* [Extracted text]:
•••

Friday, April 4, 2008

Smart String Concatenation

Whether on a individual computer or a server attached to the Internet someplace, people are always looking for better performance of their software.

The first thought that comes to mind is often adding memory or a faster processor, or choosing a faster operating system or web browser.

But many times (perhaps most times) the real culprit for slow performance is the programmer who wrote the software.

As a programmer, my philosophy is that I personally take responsibility for the performance of my programs, rather than require faster hardware or environment.  I have found that by forcing myself to think about the efficiency of every piece of code I write, the combined performance savings across an entire application is immense.

Think about it: if you save just a quarter of a second of time serving one page view, you have actually saved about 70 hours of processor time after a million page views.  And for a site like Lottery Post that gets many millions of page views a month... well, you can do the math.

With that concept in mind, I'd like to offer some tips about string concatenation that will make your programs more efficient.

String concatenation — the processing of combining strings together — is something that is still slow on many popular platforms.  For example, on all versions of Internet Explorer (up until IE8 is released), combining strings is very inefficient.  Even in the .NET framework, there are some ways of programming that will result in poor performance.

String Concatenation in .NET

In the .NET framework, whether you're programming in C# or VB, the best way to combine strings is using the String.Concat() method.  However, just using String.Concat() is not enough, and here's where the extra efficiency comes into play:

Make sure that all the arguments passed to String.Concat() are strong-typed Strings.  Otherwise, an overloaded version of the String.Concat() will be used that accepts all Object arguments, and each value you pass will be boxed to an Object (when passed) and un-boxed from an Object (when concatenated by the method).

When you test the program, it works just fine either way, but if you are using the Object argument version of the String.Concat() method, you are silently leaking performance.

For example, if you want to create a string like "There are 27 pages", the second version shown below is more efficient:

myString = String.Concat("There are ", intPages, " pages")

myString = String.Concat("There are ", intPages.ToString(), " pages")

(Note:  I did not use CStr(intPages), I used intPages.ToString().  That's because the CStr() VB function accepts an Object type, which will require boxing/unboxing, whereas I believe an Integer can execute its ToString() method quicker.)

In the first example, all three arguments are treated as Object types, but in the second example, all three arguments are String types, so the compiler chooses the quicker all-String-arguments version of the String.Concat() method.

Why not use VB's string concatenation operator ("&")?  Because when you compile your application, the compiler breaks everything down into String.Concat() operations anyway, and you can do a much better job of that than the compiler could.  If you ever took a look at some of the code that gets generated for combining strings, you would be amazed at what is actually taking place under the covers.

•••

* [Dataset content]:
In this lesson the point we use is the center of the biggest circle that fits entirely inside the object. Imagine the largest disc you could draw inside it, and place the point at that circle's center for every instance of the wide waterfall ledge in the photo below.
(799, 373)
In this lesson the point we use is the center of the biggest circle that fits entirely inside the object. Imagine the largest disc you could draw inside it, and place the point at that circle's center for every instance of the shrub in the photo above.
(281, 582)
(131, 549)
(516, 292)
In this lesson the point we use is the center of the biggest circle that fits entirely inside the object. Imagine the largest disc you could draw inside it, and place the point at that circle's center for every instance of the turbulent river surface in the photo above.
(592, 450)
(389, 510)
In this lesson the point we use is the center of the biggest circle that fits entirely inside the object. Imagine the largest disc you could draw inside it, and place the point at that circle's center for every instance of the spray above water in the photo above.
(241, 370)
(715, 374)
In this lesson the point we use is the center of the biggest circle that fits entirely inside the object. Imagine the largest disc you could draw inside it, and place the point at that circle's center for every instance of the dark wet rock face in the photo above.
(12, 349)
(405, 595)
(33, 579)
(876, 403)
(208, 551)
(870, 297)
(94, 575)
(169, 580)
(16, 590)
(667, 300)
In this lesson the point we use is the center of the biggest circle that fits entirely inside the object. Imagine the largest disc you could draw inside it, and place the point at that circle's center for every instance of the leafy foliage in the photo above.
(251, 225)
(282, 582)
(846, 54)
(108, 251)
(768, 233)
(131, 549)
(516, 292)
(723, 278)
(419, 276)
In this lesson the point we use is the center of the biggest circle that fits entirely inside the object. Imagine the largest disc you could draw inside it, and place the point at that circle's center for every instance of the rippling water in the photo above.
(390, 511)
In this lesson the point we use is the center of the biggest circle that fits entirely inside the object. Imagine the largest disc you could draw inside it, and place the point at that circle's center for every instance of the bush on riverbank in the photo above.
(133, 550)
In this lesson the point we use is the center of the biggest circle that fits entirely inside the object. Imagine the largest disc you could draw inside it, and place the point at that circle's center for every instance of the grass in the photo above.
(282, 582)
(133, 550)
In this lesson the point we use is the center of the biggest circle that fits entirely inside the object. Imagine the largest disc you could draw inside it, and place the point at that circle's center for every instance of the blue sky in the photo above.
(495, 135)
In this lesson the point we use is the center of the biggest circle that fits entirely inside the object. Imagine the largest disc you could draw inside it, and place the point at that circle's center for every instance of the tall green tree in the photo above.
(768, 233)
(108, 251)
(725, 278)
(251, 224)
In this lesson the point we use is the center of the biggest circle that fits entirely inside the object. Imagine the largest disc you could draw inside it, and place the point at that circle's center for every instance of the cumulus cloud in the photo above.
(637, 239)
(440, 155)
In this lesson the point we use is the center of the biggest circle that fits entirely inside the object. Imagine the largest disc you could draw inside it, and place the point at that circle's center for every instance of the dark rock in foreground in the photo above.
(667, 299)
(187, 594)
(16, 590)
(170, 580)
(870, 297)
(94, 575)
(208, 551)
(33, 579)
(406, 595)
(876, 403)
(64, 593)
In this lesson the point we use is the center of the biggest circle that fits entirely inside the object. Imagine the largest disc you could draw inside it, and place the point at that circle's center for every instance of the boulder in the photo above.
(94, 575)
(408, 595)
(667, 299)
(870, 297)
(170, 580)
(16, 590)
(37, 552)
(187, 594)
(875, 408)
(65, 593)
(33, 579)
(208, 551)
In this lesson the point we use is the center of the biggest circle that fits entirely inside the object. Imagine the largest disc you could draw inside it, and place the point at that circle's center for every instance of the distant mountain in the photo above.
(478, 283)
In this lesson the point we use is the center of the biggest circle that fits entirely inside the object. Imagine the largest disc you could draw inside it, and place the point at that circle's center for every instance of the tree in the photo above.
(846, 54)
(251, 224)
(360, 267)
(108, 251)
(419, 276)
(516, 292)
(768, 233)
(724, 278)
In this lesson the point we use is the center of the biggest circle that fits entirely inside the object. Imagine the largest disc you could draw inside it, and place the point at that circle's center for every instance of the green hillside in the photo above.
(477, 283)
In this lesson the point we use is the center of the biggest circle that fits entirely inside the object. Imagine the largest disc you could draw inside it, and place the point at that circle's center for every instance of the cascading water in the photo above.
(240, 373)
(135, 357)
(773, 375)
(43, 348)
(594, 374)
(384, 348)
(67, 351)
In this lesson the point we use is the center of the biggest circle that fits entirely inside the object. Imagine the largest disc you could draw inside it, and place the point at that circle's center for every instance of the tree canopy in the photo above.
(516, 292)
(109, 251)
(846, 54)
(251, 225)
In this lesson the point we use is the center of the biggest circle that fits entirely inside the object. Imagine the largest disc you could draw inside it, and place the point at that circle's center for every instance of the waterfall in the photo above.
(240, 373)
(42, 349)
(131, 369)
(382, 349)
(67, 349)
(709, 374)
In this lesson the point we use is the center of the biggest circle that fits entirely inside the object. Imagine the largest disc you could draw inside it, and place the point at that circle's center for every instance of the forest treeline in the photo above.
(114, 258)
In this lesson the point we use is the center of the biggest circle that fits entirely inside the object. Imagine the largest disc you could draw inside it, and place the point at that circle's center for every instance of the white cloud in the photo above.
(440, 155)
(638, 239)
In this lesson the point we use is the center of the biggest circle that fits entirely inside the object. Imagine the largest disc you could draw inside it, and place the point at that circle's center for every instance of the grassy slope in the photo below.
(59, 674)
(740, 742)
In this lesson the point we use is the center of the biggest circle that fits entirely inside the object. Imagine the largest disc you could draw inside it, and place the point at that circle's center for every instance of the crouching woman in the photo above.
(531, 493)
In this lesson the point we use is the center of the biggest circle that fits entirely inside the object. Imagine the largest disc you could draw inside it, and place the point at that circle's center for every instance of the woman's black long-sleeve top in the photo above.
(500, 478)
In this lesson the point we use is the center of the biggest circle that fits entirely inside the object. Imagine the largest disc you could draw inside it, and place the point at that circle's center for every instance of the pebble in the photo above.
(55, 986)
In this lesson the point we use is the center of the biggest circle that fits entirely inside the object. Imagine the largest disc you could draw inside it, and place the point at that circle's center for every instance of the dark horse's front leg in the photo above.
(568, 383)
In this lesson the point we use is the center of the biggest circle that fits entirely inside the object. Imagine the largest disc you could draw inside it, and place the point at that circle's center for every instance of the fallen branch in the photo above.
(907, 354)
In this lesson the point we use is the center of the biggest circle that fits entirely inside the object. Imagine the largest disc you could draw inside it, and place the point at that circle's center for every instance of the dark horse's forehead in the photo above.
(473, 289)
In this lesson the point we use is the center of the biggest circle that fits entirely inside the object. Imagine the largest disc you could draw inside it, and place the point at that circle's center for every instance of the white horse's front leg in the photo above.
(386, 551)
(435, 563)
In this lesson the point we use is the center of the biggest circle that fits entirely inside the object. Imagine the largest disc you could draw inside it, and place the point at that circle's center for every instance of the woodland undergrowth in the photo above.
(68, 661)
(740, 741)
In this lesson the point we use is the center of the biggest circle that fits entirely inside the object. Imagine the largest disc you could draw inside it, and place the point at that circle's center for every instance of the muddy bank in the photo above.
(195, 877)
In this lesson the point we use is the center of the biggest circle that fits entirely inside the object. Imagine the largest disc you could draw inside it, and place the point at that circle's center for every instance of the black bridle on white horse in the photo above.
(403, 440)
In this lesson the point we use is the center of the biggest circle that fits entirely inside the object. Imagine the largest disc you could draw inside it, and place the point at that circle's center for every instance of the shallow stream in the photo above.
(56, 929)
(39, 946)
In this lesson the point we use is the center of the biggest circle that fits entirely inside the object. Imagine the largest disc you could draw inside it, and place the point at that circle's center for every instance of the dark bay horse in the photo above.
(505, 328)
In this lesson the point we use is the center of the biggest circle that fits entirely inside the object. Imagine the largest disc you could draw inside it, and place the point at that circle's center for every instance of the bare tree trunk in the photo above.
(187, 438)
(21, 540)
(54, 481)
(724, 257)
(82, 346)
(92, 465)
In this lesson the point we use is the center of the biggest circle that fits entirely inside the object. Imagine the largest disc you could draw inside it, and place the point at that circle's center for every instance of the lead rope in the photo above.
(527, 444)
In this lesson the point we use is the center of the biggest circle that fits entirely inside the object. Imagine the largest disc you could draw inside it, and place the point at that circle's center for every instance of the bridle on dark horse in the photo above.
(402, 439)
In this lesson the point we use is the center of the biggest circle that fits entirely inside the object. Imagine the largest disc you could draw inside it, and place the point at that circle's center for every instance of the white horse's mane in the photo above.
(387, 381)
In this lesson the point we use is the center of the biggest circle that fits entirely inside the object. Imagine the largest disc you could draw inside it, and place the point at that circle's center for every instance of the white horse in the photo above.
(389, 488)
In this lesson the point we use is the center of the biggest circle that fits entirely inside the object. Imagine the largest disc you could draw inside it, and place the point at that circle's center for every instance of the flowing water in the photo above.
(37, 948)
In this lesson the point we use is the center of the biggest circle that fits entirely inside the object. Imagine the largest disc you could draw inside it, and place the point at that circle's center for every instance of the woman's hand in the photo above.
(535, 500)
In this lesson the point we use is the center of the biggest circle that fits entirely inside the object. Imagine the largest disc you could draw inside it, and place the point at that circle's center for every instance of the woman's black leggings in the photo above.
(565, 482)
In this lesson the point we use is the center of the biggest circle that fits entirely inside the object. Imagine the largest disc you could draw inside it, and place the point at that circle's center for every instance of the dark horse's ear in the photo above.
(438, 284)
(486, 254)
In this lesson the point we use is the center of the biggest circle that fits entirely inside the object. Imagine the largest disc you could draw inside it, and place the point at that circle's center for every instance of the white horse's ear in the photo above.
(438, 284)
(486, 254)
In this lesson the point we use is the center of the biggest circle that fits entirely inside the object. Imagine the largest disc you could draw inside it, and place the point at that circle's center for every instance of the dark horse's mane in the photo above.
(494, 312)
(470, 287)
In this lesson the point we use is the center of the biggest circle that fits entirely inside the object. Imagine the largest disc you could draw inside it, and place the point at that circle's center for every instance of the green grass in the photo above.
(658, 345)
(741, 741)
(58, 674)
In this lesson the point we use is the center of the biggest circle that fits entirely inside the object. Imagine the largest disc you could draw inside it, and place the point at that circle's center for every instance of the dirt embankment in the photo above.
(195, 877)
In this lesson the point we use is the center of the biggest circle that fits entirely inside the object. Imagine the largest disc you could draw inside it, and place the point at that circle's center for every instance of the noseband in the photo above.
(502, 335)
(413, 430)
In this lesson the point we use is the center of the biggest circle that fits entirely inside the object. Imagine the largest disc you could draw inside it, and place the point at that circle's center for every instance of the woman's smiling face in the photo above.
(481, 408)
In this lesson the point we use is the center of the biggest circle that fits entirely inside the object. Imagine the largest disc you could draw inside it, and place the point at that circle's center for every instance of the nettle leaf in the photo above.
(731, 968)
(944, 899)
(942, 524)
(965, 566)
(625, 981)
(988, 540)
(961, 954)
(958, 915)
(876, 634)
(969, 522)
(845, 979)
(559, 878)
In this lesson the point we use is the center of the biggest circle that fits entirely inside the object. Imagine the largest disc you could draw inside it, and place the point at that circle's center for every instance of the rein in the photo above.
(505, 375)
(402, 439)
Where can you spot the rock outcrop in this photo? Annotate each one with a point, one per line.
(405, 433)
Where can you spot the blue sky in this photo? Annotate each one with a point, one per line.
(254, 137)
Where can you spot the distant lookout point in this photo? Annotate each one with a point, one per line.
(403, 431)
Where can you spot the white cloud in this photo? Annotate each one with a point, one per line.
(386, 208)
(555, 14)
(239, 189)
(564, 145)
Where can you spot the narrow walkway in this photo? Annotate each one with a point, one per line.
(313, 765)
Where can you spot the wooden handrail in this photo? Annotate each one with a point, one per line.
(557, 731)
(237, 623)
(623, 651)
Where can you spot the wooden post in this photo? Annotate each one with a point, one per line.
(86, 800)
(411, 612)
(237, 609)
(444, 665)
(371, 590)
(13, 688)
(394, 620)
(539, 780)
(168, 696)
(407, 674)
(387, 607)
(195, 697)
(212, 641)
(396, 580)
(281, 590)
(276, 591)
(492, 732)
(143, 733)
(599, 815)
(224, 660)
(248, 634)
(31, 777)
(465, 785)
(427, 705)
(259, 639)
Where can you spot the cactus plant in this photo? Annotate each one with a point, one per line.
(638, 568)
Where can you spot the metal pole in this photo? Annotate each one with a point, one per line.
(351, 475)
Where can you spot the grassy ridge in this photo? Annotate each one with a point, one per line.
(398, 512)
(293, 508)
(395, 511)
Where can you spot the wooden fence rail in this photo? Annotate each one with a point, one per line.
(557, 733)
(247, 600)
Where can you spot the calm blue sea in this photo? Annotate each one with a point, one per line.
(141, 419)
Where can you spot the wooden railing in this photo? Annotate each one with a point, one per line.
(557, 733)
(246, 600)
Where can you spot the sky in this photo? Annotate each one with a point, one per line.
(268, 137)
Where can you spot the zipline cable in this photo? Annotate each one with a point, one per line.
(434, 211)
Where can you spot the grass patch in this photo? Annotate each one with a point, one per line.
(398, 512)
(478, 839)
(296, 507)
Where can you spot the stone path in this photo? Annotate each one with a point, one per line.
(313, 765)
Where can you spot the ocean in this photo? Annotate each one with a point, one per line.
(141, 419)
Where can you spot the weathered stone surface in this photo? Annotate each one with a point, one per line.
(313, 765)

•••

* [Required actions]:
[1] In the post on string concatenation, rewrite the paragraph beginning "Make sure that all the arguments passed" more briefly, keeping its main facts.
[2] According to the post on string concatenation, what is the best way to combine strings in the .NET framework?
You won't need the entries for any of this work.

* [Answers for this exercise]:
[1] Pass only strongly typed Strings to String.Concat(). If you don't, the overload that takes Object arguments is used, so each value is boxed into an Object when passed and unboxed when the method concatenates it.

[2] Using the String.Concat() method.